= What to do =
For each record that follows, write out an identical copy.

Stored data entries:
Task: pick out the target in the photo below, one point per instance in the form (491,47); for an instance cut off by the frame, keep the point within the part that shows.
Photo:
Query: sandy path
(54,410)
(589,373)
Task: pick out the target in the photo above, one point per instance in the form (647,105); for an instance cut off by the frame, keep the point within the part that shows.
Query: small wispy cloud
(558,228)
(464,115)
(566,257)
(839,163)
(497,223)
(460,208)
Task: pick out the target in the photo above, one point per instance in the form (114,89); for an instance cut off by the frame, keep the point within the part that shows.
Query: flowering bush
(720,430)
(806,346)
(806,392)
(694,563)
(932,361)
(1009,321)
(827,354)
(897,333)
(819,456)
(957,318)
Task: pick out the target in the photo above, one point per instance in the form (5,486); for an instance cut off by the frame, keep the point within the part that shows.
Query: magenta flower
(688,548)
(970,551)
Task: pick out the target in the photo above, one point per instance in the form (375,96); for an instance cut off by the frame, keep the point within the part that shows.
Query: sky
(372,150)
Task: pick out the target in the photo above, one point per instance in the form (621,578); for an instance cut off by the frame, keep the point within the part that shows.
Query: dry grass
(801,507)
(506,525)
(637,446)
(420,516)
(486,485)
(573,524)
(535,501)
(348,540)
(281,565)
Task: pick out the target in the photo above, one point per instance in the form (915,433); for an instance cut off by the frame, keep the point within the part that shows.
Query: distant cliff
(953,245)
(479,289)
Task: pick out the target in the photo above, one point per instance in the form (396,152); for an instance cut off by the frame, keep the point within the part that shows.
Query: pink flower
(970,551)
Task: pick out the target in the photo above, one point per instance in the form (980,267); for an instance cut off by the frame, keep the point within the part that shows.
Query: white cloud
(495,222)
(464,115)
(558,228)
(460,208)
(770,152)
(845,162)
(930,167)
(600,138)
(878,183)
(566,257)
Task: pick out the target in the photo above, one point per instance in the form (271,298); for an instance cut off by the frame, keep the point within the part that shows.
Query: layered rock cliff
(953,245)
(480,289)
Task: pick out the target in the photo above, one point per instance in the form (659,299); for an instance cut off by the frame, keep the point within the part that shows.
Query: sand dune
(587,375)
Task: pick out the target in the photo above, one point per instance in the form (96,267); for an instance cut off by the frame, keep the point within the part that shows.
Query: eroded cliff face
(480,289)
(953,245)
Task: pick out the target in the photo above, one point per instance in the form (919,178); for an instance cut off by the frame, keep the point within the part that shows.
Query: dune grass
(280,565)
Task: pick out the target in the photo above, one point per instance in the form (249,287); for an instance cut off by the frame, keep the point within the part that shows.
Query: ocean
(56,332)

= Answer box =
Task: pick out the target in the photo below, one point per instance in the form (491,47); for an instance cut off by the frame, keep the point within the part that shows.
Photo:
Query: sandy path
(54,410)
(589,373)
Task: pick out the target in the photo above, one point per instance in the form (647,105); for an instance cut off by the frame, keep the point within the part that shows.
Query: small wispy cloud
(558,228)
(464,115)
(566,257)
(839,163)
(497,223)
(460,208)
Task: pick out the target in the photo above, one point per instance in the form (114,89); for an instance cut off by the frame, keep the point within the part that shows.
Query: flowering bush
(720,430)
(806,346)
(806,392)
(694,563)
(932,361)
(1009,321)
(827,354)
(897,333)
(819,456)
(957,318)
Task: pick out the target in the photo above, one point per instance in the form (5,486); for an instance cut off by the frame, keep the point within the part that shows.
Query: magenta flower
(688,548)
(970,551)
Task: pick out the target in the photo above, one point per instance in the form (375,96); for an instance cut off by the frame, keep the point within the part that shows.
Query: sky
(372,150)
Task: pick out the target in the photo above, one point per instance in the form (621,578); for an instance cut off by the frame, keep the point within the part that shows.
Query: dry grass
(801,507)
(506,525)
(637,446)
(420,516)
(486,485)
(573,524)
(535,501)
(348,540)
(281,565)
Task: pick out the target in the photo above, one point per instance in the form (915,433); for an instance cut off by the frame, keep the point within the part that shows.
Query: distant cliff
(953,245)
(479,289)
Task: pick out the target in the photo above, one point per instance in the form (396,152); for an instance cut off by the frame, keep the point within the part that shows.
Query: pink flower
(970,551)
Task: pick out the target in the photo above, one point per instance in the form (980,267); for an instance cut off by the frame, keep the point within the part that shows.
Query: white cloud
(495,222)
(464,115)
(558,228)
(460,208)
(770,152)
(845,162)
(930,167)
(600,138)
(878,183)
(566,257)
Task: pick out the target in the photo above, one point per instance in the form (271,298); for an instance cut off by the frame, keep the point within the part that shows.
Query: layered rock cliff
(953,245)
(480,289)
Task: pick out the target in the photo above, one point per instance in the form (659,299); for an instance cut off by the frame, keep the point within the part that shows.
Query: sand dune
(587,375)
Task: pick out the target in the photo above, one point per instance in the form (96,267); for an instance cut off by the frame, keep the point within the part that shows.
Query: eroded cliff face
(480,289)
(953,245)
Task: pick out the target in the photo above, one point per instance in the form (919,178); for an instance cut off by the frame, keep the point within the part that shows.
Query: dune grass
(280,565)
Task: pick out the target in the photo above, one point per instance in the form (249,287); for an instance cut off by the frame, keep the point within the part that shows.
Query: ocean
(56,332)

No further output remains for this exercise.